Contour annotation records:
════════════════

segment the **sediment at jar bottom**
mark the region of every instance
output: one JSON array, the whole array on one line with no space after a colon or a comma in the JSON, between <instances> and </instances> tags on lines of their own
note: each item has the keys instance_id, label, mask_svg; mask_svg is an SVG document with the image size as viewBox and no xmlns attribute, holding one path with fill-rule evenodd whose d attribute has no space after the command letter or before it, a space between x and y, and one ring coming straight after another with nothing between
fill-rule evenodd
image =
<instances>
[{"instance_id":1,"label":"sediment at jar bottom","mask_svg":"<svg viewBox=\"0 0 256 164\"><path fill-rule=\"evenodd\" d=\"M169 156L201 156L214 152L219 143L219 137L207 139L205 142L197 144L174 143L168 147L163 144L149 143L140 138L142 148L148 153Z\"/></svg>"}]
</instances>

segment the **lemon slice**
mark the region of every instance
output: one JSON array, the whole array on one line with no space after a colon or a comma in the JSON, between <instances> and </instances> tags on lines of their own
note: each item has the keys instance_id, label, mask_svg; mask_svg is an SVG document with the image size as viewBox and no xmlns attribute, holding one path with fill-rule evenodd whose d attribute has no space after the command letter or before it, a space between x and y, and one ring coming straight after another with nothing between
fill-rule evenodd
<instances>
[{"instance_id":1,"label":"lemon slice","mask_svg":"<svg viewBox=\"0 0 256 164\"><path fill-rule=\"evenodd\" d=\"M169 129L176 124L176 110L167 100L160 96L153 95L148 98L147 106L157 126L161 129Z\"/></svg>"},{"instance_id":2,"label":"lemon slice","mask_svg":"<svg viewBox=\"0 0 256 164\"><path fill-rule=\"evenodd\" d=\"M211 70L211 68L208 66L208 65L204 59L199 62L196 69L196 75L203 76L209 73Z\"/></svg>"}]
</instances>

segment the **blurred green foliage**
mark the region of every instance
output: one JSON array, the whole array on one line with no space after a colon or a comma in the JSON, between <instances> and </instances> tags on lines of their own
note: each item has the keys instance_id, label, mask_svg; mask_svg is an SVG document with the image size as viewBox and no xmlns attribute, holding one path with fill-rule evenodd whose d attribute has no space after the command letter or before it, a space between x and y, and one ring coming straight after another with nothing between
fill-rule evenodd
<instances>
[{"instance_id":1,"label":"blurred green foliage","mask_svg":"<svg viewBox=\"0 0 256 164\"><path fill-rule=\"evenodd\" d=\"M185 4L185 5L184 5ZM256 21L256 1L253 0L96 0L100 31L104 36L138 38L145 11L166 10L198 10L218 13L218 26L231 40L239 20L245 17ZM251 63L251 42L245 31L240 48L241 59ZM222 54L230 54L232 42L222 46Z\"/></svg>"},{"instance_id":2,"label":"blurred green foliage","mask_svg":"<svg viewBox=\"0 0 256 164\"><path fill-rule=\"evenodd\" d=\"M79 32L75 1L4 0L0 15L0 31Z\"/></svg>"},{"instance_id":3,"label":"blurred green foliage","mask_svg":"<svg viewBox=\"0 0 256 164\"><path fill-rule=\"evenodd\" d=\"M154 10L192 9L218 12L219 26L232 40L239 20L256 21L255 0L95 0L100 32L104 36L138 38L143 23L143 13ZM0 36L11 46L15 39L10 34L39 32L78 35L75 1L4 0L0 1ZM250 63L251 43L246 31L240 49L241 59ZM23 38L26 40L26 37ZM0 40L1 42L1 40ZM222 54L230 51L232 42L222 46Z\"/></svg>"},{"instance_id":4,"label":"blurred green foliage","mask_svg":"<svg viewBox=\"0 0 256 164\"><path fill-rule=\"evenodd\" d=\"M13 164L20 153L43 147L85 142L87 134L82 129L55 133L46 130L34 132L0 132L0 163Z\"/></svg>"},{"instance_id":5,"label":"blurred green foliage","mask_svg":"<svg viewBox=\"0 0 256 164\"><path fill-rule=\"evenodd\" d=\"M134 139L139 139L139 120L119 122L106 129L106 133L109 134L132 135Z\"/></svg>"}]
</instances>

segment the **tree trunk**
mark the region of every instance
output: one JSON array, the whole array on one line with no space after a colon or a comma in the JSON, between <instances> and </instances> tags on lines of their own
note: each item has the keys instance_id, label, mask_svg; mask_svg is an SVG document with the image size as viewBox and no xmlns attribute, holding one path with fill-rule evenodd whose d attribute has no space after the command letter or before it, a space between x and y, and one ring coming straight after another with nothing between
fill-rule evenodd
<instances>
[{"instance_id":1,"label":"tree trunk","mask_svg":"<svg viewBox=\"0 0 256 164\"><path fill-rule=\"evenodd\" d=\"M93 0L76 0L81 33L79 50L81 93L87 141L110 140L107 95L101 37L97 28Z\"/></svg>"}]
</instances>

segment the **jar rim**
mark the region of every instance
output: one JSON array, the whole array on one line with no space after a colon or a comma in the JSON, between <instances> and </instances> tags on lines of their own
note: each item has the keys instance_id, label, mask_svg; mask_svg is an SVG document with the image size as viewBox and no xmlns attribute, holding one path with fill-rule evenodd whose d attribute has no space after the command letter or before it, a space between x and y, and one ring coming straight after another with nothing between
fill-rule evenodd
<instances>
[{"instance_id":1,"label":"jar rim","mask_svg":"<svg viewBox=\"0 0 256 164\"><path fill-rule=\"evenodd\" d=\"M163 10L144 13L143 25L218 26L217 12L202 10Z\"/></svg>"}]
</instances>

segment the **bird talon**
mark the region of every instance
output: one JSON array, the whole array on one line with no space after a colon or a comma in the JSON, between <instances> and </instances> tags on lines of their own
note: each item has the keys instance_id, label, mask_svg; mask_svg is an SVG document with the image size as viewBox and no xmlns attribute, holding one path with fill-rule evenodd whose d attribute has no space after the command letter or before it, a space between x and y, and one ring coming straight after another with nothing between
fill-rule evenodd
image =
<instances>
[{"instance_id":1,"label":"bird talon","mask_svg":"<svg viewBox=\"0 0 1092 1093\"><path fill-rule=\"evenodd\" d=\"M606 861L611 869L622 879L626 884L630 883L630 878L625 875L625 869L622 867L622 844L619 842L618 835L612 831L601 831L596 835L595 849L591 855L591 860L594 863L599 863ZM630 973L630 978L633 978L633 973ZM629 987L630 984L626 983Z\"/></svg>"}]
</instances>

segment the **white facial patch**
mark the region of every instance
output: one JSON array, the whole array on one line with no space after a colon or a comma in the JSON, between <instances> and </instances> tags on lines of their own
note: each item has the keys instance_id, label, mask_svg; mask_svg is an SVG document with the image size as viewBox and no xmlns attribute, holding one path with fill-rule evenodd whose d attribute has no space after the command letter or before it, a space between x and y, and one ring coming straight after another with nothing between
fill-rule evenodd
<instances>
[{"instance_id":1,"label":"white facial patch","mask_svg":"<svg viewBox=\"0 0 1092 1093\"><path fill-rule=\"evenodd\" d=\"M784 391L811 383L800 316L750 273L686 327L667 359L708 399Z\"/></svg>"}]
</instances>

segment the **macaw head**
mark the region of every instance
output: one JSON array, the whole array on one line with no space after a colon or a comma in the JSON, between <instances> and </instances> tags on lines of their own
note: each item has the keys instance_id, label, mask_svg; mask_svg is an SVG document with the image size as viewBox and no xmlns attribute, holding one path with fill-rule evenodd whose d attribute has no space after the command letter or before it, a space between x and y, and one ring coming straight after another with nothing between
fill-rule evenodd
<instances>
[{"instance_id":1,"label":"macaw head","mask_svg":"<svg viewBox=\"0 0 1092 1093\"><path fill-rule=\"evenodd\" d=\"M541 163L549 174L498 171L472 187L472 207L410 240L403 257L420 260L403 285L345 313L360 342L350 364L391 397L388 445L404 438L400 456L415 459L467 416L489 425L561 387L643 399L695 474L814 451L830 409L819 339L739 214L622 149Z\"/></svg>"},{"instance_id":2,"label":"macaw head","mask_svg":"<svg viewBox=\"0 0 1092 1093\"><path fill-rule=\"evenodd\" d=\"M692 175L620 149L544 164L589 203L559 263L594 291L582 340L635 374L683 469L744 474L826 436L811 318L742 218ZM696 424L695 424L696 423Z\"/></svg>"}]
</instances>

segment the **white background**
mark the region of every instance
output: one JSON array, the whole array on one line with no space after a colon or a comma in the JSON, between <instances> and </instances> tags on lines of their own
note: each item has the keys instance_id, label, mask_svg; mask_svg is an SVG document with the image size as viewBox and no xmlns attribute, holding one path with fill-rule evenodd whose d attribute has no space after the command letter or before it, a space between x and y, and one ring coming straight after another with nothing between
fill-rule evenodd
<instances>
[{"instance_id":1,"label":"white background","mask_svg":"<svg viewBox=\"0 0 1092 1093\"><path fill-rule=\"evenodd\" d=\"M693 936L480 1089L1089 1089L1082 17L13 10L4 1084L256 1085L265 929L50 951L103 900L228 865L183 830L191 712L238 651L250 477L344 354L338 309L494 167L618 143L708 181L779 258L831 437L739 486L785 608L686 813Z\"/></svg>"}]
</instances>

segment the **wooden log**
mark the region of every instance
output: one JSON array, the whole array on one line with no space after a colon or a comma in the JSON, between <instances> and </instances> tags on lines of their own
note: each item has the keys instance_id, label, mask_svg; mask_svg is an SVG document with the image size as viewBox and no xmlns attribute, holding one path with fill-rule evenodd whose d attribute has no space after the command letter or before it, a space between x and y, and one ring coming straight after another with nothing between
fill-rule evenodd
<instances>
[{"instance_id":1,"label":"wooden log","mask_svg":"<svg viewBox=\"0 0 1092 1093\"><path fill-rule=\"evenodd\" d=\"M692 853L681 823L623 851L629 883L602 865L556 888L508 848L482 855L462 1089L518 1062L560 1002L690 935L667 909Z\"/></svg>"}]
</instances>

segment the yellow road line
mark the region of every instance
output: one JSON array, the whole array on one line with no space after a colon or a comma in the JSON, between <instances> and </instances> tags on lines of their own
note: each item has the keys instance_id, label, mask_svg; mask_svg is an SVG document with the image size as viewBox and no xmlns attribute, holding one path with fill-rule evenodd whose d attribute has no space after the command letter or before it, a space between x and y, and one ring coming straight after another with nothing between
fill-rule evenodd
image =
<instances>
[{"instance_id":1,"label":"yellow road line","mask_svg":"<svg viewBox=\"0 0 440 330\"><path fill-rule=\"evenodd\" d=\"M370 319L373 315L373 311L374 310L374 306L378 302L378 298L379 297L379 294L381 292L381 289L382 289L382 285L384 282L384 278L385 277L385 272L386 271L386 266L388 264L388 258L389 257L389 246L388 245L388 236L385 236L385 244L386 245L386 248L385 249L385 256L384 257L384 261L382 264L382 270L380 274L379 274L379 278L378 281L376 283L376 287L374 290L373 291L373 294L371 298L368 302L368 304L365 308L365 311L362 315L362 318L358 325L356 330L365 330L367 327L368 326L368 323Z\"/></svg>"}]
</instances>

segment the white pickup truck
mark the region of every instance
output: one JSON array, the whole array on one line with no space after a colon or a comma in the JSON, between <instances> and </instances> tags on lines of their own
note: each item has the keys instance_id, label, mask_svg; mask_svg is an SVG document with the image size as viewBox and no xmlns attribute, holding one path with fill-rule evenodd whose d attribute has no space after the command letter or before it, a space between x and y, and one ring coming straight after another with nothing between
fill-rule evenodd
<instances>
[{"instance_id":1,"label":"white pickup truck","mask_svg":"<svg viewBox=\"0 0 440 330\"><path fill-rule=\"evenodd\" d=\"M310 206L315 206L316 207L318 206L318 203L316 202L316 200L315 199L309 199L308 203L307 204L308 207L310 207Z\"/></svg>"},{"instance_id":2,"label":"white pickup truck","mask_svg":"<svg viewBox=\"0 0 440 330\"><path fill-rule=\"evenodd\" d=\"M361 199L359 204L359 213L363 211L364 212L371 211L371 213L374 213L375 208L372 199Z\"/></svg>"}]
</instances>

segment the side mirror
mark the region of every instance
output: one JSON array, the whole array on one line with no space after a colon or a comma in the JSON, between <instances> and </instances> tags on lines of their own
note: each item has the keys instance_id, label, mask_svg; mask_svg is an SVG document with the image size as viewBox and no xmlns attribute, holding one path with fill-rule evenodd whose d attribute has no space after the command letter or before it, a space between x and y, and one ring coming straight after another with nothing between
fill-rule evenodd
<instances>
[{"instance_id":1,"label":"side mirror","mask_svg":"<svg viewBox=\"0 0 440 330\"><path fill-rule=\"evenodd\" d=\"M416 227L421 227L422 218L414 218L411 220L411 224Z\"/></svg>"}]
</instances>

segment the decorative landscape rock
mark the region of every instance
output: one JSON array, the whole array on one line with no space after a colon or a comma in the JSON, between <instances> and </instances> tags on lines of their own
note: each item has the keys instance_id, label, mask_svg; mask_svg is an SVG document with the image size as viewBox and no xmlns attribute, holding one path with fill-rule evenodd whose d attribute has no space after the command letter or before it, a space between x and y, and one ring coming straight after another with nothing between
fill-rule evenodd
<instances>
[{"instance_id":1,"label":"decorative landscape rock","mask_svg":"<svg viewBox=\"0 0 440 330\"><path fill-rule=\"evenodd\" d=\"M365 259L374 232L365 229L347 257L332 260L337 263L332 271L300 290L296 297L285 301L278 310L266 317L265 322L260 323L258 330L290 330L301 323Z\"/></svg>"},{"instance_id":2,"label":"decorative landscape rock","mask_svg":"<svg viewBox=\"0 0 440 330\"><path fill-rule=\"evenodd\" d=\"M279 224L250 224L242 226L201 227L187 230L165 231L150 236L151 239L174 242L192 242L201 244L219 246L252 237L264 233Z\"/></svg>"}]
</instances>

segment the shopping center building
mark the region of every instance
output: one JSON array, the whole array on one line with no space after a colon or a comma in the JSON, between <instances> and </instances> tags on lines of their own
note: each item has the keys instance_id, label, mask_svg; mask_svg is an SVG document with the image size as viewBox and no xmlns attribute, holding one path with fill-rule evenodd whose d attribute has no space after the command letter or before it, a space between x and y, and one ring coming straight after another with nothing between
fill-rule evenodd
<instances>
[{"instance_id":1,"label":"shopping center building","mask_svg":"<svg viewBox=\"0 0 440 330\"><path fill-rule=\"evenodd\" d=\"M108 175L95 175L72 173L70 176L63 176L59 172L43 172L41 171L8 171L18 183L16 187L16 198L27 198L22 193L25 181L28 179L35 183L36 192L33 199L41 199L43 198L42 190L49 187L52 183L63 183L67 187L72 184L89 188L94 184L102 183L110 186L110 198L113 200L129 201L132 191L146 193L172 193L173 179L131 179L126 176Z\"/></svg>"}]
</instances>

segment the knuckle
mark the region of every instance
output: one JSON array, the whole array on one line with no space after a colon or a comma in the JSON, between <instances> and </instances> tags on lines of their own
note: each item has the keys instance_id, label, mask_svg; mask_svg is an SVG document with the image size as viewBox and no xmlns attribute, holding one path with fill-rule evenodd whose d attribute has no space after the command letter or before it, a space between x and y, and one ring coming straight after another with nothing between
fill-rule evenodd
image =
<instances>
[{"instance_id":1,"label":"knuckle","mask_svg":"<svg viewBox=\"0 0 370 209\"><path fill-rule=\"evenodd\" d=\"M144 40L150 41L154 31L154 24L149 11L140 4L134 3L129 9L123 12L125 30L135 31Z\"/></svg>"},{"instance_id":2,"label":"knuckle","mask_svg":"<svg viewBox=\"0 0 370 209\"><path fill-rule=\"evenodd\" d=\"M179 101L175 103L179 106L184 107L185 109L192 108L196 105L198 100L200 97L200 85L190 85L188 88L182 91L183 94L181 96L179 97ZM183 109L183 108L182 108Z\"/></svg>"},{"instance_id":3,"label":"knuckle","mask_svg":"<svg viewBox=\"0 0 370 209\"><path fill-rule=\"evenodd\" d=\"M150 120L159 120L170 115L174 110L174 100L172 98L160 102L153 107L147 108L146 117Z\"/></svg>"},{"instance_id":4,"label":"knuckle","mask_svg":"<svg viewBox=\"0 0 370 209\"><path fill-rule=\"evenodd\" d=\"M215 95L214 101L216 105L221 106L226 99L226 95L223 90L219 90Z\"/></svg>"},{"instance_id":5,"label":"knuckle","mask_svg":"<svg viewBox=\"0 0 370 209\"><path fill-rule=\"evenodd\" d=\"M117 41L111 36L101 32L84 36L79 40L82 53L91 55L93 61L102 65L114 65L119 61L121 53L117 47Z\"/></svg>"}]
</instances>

════════════════

### [WRITTEN REQUEST]
Collect every line in the records above that includes the string "rock", and copy each one. Case counts.

### [WRITTEN RESPONSE]
segment the decorative landscape rock
[{"instance_id":1,"label":"decorative landscape rock","mask_svg":"<svg viewBox=\"0 0 440 330\"><path fill-rule=\"evenodd\" d=\"M365 259L374 232L365 229L347 257L332 260L337 263L332 271L300 290L296 297L285 301L278 310L266 317L265 322L260 323L258 330L290 330L301 323Z\"/></svg>"},{"instance_id":2,"label":"decorative landscape rock","mask_svg":"<svg viewBox=\"0 0 440 330\"><path fill-rule=\"evenodd\" d=\"M279 224L250 224L242 226L201 227L187 230L165 231L150 236L151 239L174 242L192 242L201 244L219 246L252 237L264 233Z\"/></svg>"}]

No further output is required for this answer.